▶ [GIVEN INSTRUCTION]:
Rewrite the material from its first line through the line containing "M 315 257 L", both included, keeping every line and scaling each outline coordinate by 2.05, rounded to whole numbers with halves going up. Leave all other lines unchanged.

▶ [Annotation records]:
"""

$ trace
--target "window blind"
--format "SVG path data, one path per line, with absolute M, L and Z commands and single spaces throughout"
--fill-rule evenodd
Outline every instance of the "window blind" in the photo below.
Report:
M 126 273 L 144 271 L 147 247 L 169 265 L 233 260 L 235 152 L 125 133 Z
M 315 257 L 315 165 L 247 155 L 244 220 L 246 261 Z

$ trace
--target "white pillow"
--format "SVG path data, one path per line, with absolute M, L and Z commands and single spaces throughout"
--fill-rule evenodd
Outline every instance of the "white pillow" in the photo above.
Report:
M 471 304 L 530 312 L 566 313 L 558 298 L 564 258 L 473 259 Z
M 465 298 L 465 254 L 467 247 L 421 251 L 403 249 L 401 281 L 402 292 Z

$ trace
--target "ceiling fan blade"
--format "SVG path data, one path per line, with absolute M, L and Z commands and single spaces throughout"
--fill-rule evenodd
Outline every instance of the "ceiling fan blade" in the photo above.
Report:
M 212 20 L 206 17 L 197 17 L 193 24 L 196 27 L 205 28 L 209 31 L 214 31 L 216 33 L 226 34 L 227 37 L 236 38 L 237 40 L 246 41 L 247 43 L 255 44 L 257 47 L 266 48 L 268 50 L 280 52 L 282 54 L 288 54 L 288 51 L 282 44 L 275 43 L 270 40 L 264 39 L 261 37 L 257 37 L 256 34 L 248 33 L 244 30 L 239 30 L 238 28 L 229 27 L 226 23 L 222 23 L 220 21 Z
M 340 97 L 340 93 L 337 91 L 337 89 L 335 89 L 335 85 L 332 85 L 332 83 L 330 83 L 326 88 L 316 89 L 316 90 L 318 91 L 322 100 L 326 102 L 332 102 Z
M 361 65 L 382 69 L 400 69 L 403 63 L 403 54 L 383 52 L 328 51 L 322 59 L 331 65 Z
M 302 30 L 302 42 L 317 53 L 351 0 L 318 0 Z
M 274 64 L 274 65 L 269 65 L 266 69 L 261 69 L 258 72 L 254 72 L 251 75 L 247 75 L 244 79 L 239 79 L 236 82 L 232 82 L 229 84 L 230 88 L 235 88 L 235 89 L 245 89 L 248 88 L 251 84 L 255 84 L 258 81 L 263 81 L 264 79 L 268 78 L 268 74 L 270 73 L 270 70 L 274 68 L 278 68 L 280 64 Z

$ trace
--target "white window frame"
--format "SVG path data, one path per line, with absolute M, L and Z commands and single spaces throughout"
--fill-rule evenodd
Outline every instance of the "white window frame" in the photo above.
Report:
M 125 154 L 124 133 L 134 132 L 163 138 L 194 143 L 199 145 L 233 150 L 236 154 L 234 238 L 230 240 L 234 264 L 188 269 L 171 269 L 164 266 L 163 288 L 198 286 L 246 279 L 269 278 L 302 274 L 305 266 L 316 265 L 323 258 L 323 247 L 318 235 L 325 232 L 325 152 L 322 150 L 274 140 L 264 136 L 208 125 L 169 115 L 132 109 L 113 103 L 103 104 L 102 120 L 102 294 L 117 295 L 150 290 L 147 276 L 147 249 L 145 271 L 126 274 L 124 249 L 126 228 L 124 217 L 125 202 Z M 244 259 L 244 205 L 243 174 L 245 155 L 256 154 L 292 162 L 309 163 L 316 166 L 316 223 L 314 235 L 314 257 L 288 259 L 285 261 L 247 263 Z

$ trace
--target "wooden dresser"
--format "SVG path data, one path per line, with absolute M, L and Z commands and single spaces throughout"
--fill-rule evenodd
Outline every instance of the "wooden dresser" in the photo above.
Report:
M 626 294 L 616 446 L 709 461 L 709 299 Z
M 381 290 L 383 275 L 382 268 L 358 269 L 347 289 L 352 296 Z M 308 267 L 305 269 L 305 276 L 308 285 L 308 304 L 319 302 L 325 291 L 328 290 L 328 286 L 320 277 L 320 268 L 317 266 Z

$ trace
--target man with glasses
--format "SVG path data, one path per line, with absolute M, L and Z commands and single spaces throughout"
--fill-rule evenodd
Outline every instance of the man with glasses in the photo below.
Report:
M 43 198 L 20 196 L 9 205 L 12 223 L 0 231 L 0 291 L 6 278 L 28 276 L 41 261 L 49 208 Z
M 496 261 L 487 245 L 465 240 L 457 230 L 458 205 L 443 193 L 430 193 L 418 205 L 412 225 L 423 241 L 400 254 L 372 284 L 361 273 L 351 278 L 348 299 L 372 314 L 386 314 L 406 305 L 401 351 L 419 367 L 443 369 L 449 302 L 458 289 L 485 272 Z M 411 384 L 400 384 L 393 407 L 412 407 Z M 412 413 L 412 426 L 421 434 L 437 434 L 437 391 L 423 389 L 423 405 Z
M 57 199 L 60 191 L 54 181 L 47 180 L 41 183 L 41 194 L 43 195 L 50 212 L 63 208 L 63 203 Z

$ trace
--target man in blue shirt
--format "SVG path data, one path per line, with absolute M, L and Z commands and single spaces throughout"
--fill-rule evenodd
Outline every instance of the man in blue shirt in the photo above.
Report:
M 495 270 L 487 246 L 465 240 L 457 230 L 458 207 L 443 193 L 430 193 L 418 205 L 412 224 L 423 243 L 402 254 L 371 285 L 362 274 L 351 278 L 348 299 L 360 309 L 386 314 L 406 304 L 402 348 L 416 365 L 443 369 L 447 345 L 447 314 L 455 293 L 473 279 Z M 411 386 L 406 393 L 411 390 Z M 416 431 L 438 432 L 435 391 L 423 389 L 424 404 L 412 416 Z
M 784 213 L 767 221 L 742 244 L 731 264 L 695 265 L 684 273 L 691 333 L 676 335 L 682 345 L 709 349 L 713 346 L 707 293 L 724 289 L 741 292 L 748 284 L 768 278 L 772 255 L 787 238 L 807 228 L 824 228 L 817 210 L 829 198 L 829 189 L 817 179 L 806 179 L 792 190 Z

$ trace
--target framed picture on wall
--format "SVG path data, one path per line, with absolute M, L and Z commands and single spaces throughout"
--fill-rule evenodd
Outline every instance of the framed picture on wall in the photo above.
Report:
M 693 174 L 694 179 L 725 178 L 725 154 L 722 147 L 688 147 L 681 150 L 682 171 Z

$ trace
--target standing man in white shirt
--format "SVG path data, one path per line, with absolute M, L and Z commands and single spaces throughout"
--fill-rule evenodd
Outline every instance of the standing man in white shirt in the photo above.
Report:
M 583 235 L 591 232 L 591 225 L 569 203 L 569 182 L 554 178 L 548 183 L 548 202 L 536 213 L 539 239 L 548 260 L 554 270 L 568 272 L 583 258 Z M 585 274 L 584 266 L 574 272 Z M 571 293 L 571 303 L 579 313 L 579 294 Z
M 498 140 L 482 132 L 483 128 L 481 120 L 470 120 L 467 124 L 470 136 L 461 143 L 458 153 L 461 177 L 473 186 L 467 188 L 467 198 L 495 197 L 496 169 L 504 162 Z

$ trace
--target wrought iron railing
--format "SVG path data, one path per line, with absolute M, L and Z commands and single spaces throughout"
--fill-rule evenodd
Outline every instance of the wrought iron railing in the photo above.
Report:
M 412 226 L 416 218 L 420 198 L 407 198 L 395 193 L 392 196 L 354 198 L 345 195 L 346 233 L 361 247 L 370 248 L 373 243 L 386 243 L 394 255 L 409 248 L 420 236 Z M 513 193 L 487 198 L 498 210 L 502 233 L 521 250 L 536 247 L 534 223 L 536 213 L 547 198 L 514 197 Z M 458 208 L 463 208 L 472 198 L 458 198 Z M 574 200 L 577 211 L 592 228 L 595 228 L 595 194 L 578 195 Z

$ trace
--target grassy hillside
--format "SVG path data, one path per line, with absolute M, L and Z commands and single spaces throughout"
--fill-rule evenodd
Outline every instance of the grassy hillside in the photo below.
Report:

"""

▶ [ANSWER TO THIS EXERCISE]:
$ trace
--target "window blind"
--format "SVG path data, one path per line, with absolute M, L and Z commands and single spaces throughout"
--fill-rule evenodd
Outline every instance of the "window blind" in the photo below.
Report:
M 258 560 L 295 556 L 301 506 L 346 543 L 478 533 L 482 312 L 256 273 Z
M 646 527 L 646 338 L 506 318 L 500 451 L 504 535 Z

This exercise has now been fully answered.